Hyperspectral image classification based on convolutional neural network

Xiwen Zhang

doi:10.54254/2755-2721/42/20230783

1. Introduction

Hyperspectral imaging (HSI) is an important remote sensing data source that plays a crucial role in earth observation and environmental research. Compared to traditional color images, hyperspectral images provide richer spectral information by capturing the reflectance variations of objects in the visible and near-infrared bands, enabling precise identification and quantitative analysis of surface materials. Composed hundreds of contiguous narrow bands, hyperspectral images offer detailed spectral signatures, allowing differentiation of different materials with similar spectral characteristics. Furthermore, hyperspectral images find wide applications in environmental monitoring, geological exploration, urban planning, and disaster management.

Since the classification of each image in HSI plays an important role in these applications, a large number of HSI classification methods have been explored over the decades. Traditional HSI classification is usually based on spectral information only, so their classification accuracy is often unsatisfactory. With the development of deep learning, Convolutional Neural Networks (CNN) and other algorithms have made great progress in extracting spectral and spatial features, and have great room for development. According to the data from Web of Science, the number of papers with keywords "CNN" and "HSI" has increased year by year. In 2017, there were only 25 papers in this field, but in 2018 there were 58, in the following years 109, 117, 212, and in 2022, there were 283 papers a year[1].

CNNs are widely used in computer vision and image recognition areas, and they aim to simulate the processing of visual information to the human visual system. CNNs have demonstrated excellent performance in image processing tasks and are widely applied in image classification, object detection, facial recognition, and so on. Their strength lies in their ability to automatically learn feature representations from images and exhibit certain translational, rotational, and scale invariance. Additionally, CNNs can benefit from transfer learning and pre-trained models to accelerate the training process, making them essential tools in the field of computer vision today, as well as in HSI classification area. However, the increasingly mature hyperspectral imaging technology also brings new challenges to the task of hyperspectral image classification.

2. The difficulty of hyperspectral image classification

2.1. High complexity

The information reflected in the HSI spectrum dimension represents the reflectance of objects at different wavelengths, and this dimension often includes continuous spectral bands ranging from visible light to thermal infrared, totaling hundreds of bands. This results in high-dimensional spectral dimensions in current hyperspectral images, often reaching hundreds of bands, which leads to a large computational burden for hyperspectral image classification tasks [1]. It not only takes a long time but is also difficult to deploy on more devices due to the high redundancy. Therefore, before inputting hyperspectral image data into the classification network, some special processing is usually required on the original hyperspectral image, such as dimensionality reduction and band selection, to reduce useless information and improve classification efficiency.

### WRITTEN TASK 1
Copy out the passage on hyperspectral image classification word for word, beginning at "CNNs are widely" and stopping after "hyperspectral image classification.".
### WRITTEN TASK 2
Write the next part of the passage on hyperspectral image classification, picking up after its last sentence.

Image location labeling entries
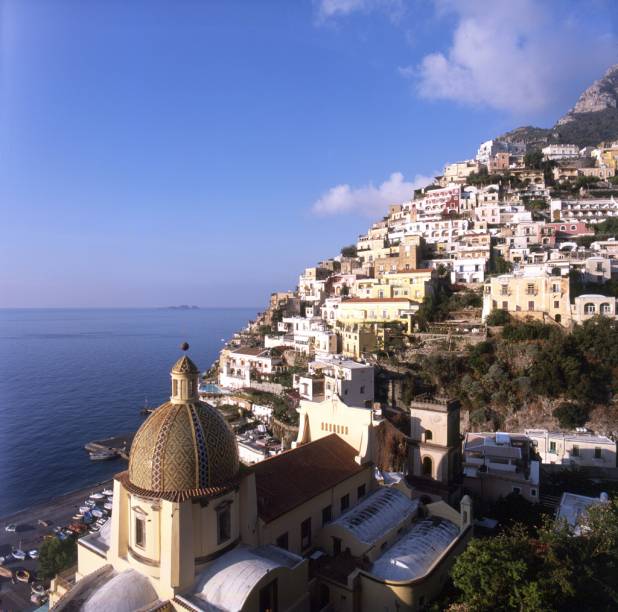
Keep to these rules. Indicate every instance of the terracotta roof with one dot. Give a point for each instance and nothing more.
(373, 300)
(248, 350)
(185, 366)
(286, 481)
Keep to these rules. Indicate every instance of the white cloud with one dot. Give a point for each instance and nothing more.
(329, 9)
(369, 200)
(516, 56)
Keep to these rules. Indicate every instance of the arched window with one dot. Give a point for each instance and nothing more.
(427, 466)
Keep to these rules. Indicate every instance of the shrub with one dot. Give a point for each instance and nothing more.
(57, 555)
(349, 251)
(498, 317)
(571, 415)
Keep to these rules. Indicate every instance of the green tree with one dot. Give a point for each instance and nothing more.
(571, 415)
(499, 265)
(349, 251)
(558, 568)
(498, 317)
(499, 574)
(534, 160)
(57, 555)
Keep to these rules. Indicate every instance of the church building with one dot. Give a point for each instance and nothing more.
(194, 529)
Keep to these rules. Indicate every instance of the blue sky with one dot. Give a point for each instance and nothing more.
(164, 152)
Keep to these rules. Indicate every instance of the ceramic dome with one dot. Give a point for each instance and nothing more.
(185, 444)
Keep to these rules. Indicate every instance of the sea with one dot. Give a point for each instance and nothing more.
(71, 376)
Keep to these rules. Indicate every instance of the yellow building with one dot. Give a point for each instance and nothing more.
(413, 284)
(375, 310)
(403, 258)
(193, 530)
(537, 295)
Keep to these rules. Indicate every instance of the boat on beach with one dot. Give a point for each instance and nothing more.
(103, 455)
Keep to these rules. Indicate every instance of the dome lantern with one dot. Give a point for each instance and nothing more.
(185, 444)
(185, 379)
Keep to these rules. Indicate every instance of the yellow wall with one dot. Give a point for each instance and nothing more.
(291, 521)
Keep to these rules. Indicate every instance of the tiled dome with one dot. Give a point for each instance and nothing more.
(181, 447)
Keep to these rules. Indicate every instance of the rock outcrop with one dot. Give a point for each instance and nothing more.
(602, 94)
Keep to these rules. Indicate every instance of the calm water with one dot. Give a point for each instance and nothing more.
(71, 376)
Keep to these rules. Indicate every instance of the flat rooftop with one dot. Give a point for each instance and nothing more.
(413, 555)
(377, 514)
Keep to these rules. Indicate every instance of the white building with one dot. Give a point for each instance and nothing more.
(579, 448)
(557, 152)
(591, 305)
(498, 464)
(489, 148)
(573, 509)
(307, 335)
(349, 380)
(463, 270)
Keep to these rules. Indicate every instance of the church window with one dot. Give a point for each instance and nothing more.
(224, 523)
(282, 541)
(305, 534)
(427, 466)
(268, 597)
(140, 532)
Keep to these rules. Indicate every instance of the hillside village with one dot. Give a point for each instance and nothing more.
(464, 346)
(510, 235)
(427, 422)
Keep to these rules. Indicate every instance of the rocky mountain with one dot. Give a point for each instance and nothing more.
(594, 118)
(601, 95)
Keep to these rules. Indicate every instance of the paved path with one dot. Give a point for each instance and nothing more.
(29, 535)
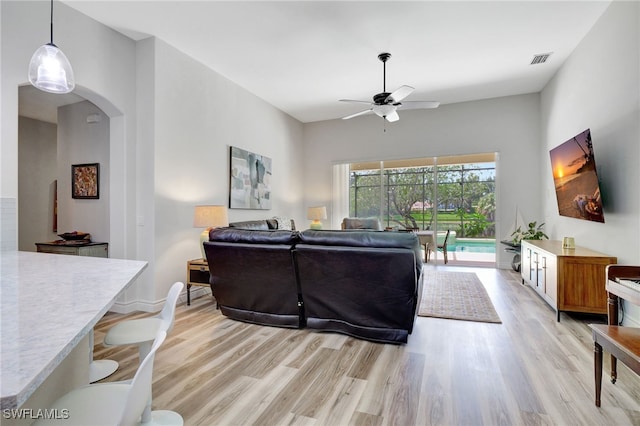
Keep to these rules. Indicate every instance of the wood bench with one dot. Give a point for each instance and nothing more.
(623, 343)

### TASK ANSWER 1
CNNs are widely used in computer vision and image recognition areas, and they aim to simulate the processing of visual information to the human visual system. CNNs have demonstrated excellent performance in image processing tasks and are widely applied in image classification, object detection, facial recognition, and so on. Their strength lies in their ability to automatically learn feature representations from images and exhibit certain translational, rotational, and scale invariance. Additionally, CNNs can benefit from transfer learning and pre-trained models to accelerate the training process, making them essential tools in the field of computer vision today, as well as in HSI classification area. However, the increasingly mature hyperspectral imaging technology also brings new challenges to the task of hyperspectral image classification.

### TASK ANSWER 2
2.2. Overfitting with small samples

Due to the increased feature dimension extracted by the model, the required number of samples for parameter training in hyperspectral images also increases dramatically. If the number of samples is too small, the precision of the estimated parameters cannot be guaranteed, and the parameters are not optimal. However, hyperspectral image classification usually requires pixel-level annotations, which are time-consuming and labor-intensive tasks that require professional annotation. The increasing complexity of hyperspectral images further increases the difficulty of annotation. Therefore, there is often a scarcity of annotated data in the field of hyperspectral images. Although the increase in the number of spectral bands implies more classification information, the overfitting problem arises because the estimated parameter values are not ideal, resulting in a significant deviation between the classification results and the ideal state. This phenomenon is known as the Hughes phenomenon, where the classification accuracy in hyperspectral image classification tasks decreases as the feature dimension increases.

3. Method

The traditional hyperspectral image classification method based on machine learning (ML) mainly consists of two steps: feature engineering and classifier training [2]. First, a specific manual design method is used to select the most representative features from raw HSI data with hundreds of spectral bands. Then, deeper features are extracted through nonlinear transformation, hoping to learn information unique to each category and then send it to subsequent classifiers for classification. Finally, the classifier will classify the categories based on this distinctive information.

However, traditional ML-based methods are usually unable to fully utilize the spectral spatial characteristics of ground objects due to the difficulty of manually designing feature extraction methods. In addition, traditional ML methods are difficult to effectively train on large data training samples, so dimensionality reduction operations need to be performed first, and inappropriate dimensionality reduction in the spectral domain may lead to the loss of much useful spectral information. Nowadays, with the continuous improvement of computing equipment and the rapid development of computing resources, deep learning has shown great potential in extracting hierarchical and nonlinear features [3]. Therefore, next the paper will introduce the application of CNN, a deep learning method, in image classification tasks.

The core idea behind CNN is to extract features from images using convolutional and pooling operations. The convolutional operation involves sliding a small window (called a kernel) over the input image to extract local region features, capturing spatial structure information. The pooling operation is used to reduce the dimensionality of feature maps while preserving the most significant features. This hierarchical feature extraction process enables CNNs to automatically learn and represent abstract features in images, enabling understanding and classification of image content.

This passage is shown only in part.